Skip to content

Question about zero-inflated Poisson glmer

29 messages · Thierry Onkelinx, Mollie Brooks, Ben Bolker +2 more

Messages 1–25 of 29

#
Dear group - I am currently fitting a Poisson glmer where I have an 
excess of outcomes that are zero (>95%). I am now debating on how to 
proceed and came up with three options:

1.) Just fit a regular glmer to the complete data. I am not fully sure 
how interpret the coefficients then, are they more optimizing towards 
distinguishing zero and non-zero, or also capturing the differences in 
those outcomes that are non-zero?

2.) Leave all zeros out of the data and fit a glmer to only those 
outcomes that are non-zero. Then, I would only learn about differences 
in the non-zero outcomes though.

3.) Use a zero-inflated Poisson model. My data is quite large-scale, so 
I am currently playing around with the EM implementation of Bolker et 
al. that alternates between fitting a glmer with data that are weighted 
according to their zero probability, and fitting a logistic regression 
for the probability that a data point is zero. The method is elaborated 
for the OWL data in: 
https://groups.nceas.ucsb.edu/non-linear-modeling/projects/owls/WRITEUP/owls.pdf

I am not fully sure how to interpret the results for the zero-inflated 
version though. Would I need to interpret the coefficients for the 
result of the glmer similar to as I would do for my idea of 2)? And then 
on top of that interpret the coefficients for the logistic regression 
regarding whether something is in the perfect or imperfect state? I am 
also not quite sure what the common approach for the zformula is here. 
The OWL elaborations only use zformula=z~1, so no random effect; I would 
use the same formula as for the glmer.

I am appreciating some help and pointers.

Thanks!
Philipp
#
Dear Philipp,

Do you have just lots of zero's, or more zero's than the Poisson
distribution can explain? Those are two different things. The example below
generates data from a Poisson distribution and has 99% zero's but no
zero-inflation. The second example has only 1% zero's but is clearly
zero-inflated.

set.seed(1)
n <- 1e8
sim <- rpois(n, lambda = 0.01)
mean(sim == 0)
hist(sim)

sim.infl <- rbinom(n, size = 1, prob = 0.99) * rpois(n, lambda = 1000)
mean(sim.infl == 0)
hist(sim.infl)

So before looking for zero-inflated models, try to model the zero's.

# Work to do
1. In the zero-inflated Poisson thread, what share of the outcomes does the first message say are zero?
2. Supply what comes next in the zero-inflated Poisson thread, picking up right after its final sentence.
The lines that come next are separate material, apart from the zero-inflated Poisson thread.

Data listing:
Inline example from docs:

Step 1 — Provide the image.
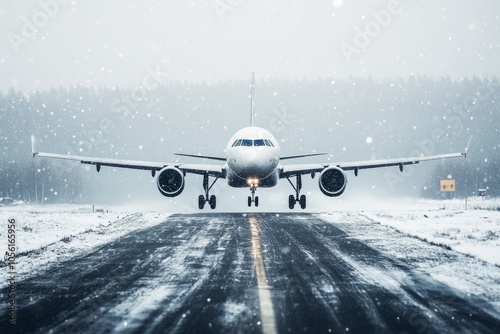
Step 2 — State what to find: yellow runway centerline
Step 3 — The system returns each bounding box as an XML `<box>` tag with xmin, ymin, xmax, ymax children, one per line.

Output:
<box><xmin>248</xmin><ymin>216</ymin><xmax>277</xmax><ymax>334</ymax></box>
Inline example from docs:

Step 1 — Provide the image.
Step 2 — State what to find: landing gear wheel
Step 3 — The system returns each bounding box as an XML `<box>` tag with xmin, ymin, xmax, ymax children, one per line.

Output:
<box><xmin>198</xmin><ymin>195</ymin><xmax>205</xmax><ymax>210</ymax></box>
<box><xmin>299</xmin><ymin>195</ymin><xmax>306</xmax><ymax>209</ymax></box>
<box><xmin>208</xmin><ymin>195</ymin><xmax>217</xmax><ymax>210</ymax></box>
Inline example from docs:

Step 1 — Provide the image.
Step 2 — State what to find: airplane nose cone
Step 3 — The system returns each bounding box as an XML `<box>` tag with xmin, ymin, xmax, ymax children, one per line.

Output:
<box><xmin>229</xmin><ymin>154</ymin><xmax>278</xmax><ymax>179</ymax></box>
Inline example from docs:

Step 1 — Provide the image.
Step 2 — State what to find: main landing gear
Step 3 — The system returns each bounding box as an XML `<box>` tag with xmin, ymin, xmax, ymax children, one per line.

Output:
<box><xmin>248</xmin><ymin>184</ymin><xmax>259</xmax><ymax>207</ymax></box>
<box><xmin>286</xmin><ymin>175</ymin><xmax>306</xmax><ymax>209</ymax></box>
<box><xmin>198</xmin><ymin>174</ymin><xmax>219</xmax><ymax>210</ymax></box>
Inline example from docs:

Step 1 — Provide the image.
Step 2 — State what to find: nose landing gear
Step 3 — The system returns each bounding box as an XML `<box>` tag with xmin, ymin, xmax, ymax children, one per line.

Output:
<box><xmin>248</xmin><ymin>185</ymin><xmax>259</xmax><ymax>207</ymax></box>
<box><xmin>286</xmin><ymin>175</ymin><xmax>306</xmax><ymax>209</ymax></box>
<box><xmin>198</xmin><ymin>174</ymin><xmax>219</xmax><ymax>210</ymax></box>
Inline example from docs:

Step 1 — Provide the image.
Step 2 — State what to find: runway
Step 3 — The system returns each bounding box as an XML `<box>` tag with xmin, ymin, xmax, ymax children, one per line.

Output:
<box><xmin>0</xmin><ymin>213</ymin><xmax>500</xmax><ymax>333</ymax></box>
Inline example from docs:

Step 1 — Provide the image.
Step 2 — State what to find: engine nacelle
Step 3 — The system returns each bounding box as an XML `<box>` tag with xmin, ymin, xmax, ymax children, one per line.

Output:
<box><xmin>319</xmin><ymin>167</ymin><xmax>347</xmax><ymax>197</ymax></box>
<box><xmin>156</xmin><ymin>167</ymin><xmax>184</xmax><ymax>197</ymax></box>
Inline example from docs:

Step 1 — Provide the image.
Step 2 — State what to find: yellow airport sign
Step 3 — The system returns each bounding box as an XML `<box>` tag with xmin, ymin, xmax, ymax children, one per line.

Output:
<box><xmin>440</xmin><ymin>179</ymin><xmax>455</xmax><ymax>192</ymax></box>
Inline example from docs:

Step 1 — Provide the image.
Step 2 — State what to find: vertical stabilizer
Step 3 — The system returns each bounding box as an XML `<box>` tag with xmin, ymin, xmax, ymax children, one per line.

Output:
<box><xmin>250</xmin><ymin>72</ymin><xmax>255</xmax><ymax>126</ymax></box>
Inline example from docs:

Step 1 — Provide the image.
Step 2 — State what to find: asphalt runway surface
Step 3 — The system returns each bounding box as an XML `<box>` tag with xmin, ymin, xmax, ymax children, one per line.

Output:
<box><xmin>0</xmin><ymin>213</ymin><xmax>500</xmax><ymax>333</ymax></box>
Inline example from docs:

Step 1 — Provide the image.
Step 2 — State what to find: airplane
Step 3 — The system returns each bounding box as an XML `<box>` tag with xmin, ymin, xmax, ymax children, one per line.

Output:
<box><xmin>31</xmin><ymin>73</ymin><xmax>470</xmax><ymax>210</ymax></box>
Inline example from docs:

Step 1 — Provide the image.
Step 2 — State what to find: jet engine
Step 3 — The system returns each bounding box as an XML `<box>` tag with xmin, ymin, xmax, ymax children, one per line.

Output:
<box><xmin>156</xmin><ymin>167</ymin><xmax>184</xmax><ymax>197</ymax></box>
<box><xmin>319</xmin><ymin>167</ymin><xmax>347</xmax><ymax>197</ymax></box>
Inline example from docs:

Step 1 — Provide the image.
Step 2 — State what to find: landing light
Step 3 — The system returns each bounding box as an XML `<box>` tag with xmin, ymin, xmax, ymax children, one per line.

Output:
<box><xmin>247</xmin><ymin>178</ymin><xmax>259</xmax><ymax>187</ymax></box>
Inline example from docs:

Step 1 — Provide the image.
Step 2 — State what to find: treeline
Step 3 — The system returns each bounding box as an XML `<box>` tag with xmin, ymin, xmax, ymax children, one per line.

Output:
<box><xmin>0</xmin><ymin>77</ymin><xmax>500</xmax><ymax>202</ymax></box>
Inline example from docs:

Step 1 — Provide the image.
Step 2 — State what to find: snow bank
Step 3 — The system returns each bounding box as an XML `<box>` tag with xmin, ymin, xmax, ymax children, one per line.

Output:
<box><xmin>0</xmin><ymin>205</ymin><xmax>169</xmax><ymax>287</ymax></box>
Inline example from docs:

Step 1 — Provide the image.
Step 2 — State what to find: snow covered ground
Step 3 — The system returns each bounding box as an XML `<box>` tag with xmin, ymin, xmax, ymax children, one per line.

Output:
<box><xmin>0</xmin><ymin>198</ymin><xmax>500</xmax><ymax>305</ymax></box>
<box><xmin>318</xmin><ymin>198</ymin><xmax>500</xmax><ymax>311</ymax></box>
<box><xmin>365</xmin><ymin>198</ymin><xmax>500</xmax><ymax>265</ymax></box>
<box><xmin>0</xmin><ymin>205</ymin><xmax>169</xmax><ymax>287</ymax></box>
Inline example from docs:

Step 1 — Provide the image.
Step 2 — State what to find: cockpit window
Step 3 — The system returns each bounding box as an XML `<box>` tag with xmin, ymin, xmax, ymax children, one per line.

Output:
<box><xmin>253</xmin><ymin>139</ymin><xmax>266</xmax><ymax>146</ymax></box>
<box><xmin>264</xmin><ymin>139</ymin><xmax>274</xmax><ymax>147</ymax></box>
<box><xmin>231</xmin><ymin>139</ymin><xmax>274</xmax><ymax>147</ymax></box>
<box><xmin>241</xmin><ymin>139</ymin><xmax>252</xmax><ymax>146</ymax></box>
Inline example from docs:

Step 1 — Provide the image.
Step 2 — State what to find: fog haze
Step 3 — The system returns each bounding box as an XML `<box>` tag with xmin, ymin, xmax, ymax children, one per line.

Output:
<box><xmin>0</xmin><ymin>0</ymin><xmax>500</xmax><ymax>211</ymax></box>
<box><xmin>0</xmin><ymin>0</ymin><xmax>500</xmax><ymax>91</ymax></box>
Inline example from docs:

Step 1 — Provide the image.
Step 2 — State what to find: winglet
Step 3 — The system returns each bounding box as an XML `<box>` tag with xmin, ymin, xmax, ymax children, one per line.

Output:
<box><xmin>250</xmin><ymin>72</ymin><xmax>255</xmax><ymax>126</ymax></box>
<box><xmin>31</xmin><ymin>135</ymin><xmax>38</xmax><ymax>158</ymax></box>
<box><xmin>462</xmin><ymin>136</ymin><xmax>472</xmax><ymax>158</ymax></box>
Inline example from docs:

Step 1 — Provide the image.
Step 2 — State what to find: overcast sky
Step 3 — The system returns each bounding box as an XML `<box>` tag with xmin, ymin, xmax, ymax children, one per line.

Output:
<box><xmin>0</xmin><ymin>0</ymin><xmax>500</xmax><ymax>92</ymax></box>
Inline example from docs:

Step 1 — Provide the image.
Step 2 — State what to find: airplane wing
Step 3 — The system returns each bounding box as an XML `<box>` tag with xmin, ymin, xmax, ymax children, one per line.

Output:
<box><xmin>33</xmin><ymin>152</ymin><xmax>226</xmax><ymax>179</ymax></box>
<box><xmin>280</xmin><ymin>150</ymin><xmax>470</xmax><ymax>178</ymax></box>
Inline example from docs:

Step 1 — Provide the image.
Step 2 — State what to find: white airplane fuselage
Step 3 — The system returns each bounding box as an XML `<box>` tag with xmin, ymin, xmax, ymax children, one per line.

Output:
<box><xmin>226</xmin><ymin>126</ymin><xmax>280</xmax><ymax>188</ymax></box>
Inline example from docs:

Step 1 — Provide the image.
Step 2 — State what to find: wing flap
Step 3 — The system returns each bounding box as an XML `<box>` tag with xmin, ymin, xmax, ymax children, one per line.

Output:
<box><xmin>33</xmin><ymin>152</ymin><xmax>225</xmax><ymax>178</ymax></box>
<box><xmin>280</xmin><ymin>151</ymin><xmax>467</xmax><ymax>178</ymax></box>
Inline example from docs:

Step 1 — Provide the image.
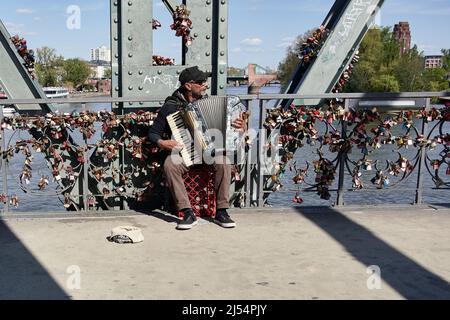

# Task answers
1. More than 95% of the outcomes are zero.

2.
Best regards,


ir. Thierry Onkelinx
Instituut voor natuur- en bosonderzoek / Research Institute for Nature and
Forest
team Biometrie & Kwaliteitszorg / team Biometrics & Quality Assurance
Kliniekstraat 25
1070 Anderlecht
Belgium

To call in the statistician after the experiment is done may be no more
than asking him to perform a post-mortem examination: he may be able to say
what the experiment died of. ~ Sir Ronald Aylmer Fisher
The plural of anecdote is not data. ~ Roger Brinner
The combination of some data and an aching desire for an answer does not
ensure that a reasonable answer can be extracted from a given body of data.
~ John Tukey

2016-06-23 10:07 GMT+02:00 Philipp Singer <killver at gmail.com>:

  
  
#
Thanks Thierry - That totally makes sense. Is there some way of formally 
checking that, except thinking about the setting and underlying processes?
On 23.06.2016 11:04, Thierry Onkelinx wrote:

  
  
#
Dear Philipp,

1. Fit a Poisson model to the data.
2. Simulate a new response vector for the dataset according to the model.
3. Count the number of zero's in the simulated response vector.
4. Repeat step 2 and 3 a decent number of time and plot a histogram of the
number of zero's in the simulation. If the number of zero's in the original
dataset is larger than those in the simulations, then the model can't
capture all zero's. In such case, first try to update the model and repeat
the procedure. If that fails, look for zero-inflated models.

Best regards,

ir. Thierry Onkelinx
Instituut voor natuur- en bosonderzoek / Research Institute for Nature and
Forest
team Biometrie & Kwaliteitszorg / team Biometrics & Quality Assurance
Kliniekstraat 25
1070 Anderlecht
Belgium

To call in the statistician after the experiment is done may be no more
than asking him to perform a post-mortem examination: he may be able to say
what the experiment died of. ~ Sir Ronald Aylmer Fisher
The plural of anecdote is not data. ~ Roger Brinner
The combination of some data and an aching desire for an answer does not
ensure that a reasonable answer can be extracted from a given body of data.
~ John Tukey

2016-06-23 11:27 GMT+02:00 Philipp Singer <killver at gmail.com>:

  
  
#
Thanks! Actually, accounting for overdispersion is super important as it 
seems, then the zeros can be captured well.
On 23.06.2016 11:50, Thierry Onkelinx wrote:

  
  
#
Be careful when using overdispersion to model zero-inflation. Those are two
different things.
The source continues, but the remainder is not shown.